Task instructions. Identify every line in the records below that contains the word "metal", and reproduce each one.
** Opening The input block **
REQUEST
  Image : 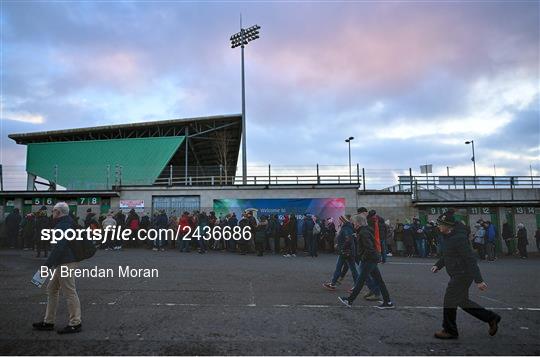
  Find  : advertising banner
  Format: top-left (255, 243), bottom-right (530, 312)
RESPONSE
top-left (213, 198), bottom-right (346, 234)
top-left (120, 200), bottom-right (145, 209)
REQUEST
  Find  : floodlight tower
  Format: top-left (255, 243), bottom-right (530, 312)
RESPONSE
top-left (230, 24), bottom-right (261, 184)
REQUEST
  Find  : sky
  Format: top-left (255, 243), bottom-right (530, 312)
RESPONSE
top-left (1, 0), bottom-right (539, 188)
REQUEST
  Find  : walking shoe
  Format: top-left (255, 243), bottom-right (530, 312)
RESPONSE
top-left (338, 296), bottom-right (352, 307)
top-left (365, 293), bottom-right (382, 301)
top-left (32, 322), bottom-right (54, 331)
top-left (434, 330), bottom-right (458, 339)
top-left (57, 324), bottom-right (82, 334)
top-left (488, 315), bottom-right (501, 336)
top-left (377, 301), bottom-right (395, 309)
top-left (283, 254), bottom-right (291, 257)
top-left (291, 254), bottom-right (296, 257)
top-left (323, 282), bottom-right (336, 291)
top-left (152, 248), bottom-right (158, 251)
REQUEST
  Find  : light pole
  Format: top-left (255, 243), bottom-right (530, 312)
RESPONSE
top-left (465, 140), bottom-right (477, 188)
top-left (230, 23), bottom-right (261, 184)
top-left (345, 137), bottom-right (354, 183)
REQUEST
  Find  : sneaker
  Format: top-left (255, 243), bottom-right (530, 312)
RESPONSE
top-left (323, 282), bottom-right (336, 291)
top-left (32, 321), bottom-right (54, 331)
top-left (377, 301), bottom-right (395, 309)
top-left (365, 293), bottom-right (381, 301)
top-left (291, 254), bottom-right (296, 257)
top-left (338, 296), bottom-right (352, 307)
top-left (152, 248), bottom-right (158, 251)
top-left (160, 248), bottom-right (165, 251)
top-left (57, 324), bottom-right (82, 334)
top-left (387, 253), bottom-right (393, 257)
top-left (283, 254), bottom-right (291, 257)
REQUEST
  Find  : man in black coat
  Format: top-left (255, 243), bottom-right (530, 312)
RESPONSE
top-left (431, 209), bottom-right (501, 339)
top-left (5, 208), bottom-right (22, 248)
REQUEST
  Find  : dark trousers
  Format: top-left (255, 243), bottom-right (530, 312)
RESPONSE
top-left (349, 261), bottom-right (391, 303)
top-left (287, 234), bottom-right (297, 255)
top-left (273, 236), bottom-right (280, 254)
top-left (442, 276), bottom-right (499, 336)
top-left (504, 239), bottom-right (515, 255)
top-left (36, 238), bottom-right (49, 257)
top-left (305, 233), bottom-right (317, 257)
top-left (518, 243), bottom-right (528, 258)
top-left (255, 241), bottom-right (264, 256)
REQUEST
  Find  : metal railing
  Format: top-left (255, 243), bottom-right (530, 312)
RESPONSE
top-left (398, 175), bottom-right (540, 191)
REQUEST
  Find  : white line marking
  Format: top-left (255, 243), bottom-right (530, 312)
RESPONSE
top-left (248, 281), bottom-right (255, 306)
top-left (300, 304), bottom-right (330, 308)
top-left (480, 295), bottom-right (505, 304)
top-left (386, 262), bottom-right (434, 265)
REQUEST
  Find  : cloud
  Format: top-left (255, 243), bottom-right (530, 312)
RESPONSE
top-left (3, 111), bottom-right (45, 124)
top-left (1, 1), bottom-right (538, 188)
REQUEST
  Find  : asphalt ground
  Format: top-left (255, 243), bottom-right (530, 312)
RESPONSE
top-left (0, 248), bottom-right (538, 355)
** Closing The input block **
** Opening The input block **
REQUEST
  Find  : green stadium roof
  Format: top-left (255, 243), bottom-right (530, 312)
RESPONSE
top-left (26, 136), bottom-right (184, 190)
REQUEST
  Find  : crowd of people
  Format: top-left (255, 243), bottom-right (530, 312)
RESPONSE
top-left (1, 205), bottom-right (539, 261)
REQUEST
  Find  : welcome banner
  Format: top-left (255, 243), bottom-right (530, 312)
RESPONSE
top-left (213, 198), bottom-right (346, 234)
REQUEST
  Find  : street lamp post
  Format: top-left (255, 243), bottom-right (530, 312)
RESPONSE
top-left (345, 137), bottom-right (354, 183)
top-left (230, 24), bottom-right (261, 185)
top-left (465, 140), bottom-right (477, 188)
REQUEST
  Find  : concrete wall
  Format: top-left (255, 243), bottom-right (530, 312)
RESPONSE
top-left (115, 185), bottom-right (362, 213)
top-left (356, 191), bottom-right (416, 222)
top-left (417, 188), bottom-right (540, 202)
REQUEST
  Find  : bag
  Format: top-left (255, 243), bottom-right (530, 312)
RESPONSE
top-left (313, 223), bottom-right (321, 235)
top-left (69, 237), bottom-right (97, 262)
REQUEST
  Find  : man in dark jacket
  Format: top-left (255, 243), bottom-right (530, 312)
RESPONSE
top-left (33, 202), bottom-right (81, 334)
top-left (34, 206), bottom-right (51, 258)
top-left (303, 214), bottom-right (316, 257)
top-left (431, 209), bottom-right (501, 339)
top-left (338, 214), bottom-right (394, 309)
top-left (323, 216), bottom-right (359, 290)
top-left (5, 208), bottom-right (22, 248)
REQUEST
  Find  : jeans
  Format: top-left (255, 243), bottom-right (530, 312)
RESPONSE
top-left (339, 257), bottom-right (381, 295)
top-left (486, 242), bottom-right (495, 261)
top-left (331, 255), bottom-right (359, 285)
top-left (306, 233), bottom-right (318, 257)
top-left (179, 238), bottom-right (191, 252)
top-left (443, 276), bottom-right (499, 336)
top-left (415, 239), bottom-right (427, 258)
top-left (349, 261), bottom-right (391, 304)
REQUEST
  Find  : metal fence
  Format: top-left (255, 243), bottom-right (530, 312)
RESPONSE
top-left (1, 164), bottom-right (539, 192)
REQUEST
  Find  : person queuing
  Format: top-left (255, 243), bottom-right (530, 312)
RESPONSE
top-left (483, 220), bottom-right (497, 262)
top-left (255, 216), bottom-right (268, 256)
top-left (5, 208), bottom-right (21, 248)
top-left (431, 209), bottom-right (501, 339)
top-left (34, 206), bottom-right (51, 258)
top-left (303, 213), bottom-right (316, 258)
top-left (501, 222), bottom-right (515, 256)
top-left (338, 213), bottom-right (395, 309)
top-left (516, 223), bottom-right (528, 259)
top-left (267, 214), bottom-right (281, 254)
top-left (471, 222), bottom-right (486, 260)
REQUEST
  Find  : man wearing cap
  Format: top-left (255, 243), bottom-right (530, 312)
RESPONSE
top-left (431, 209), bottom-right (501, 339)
** Closing The input block **
Response.
  Find  : metal railing
  Find  : metal fence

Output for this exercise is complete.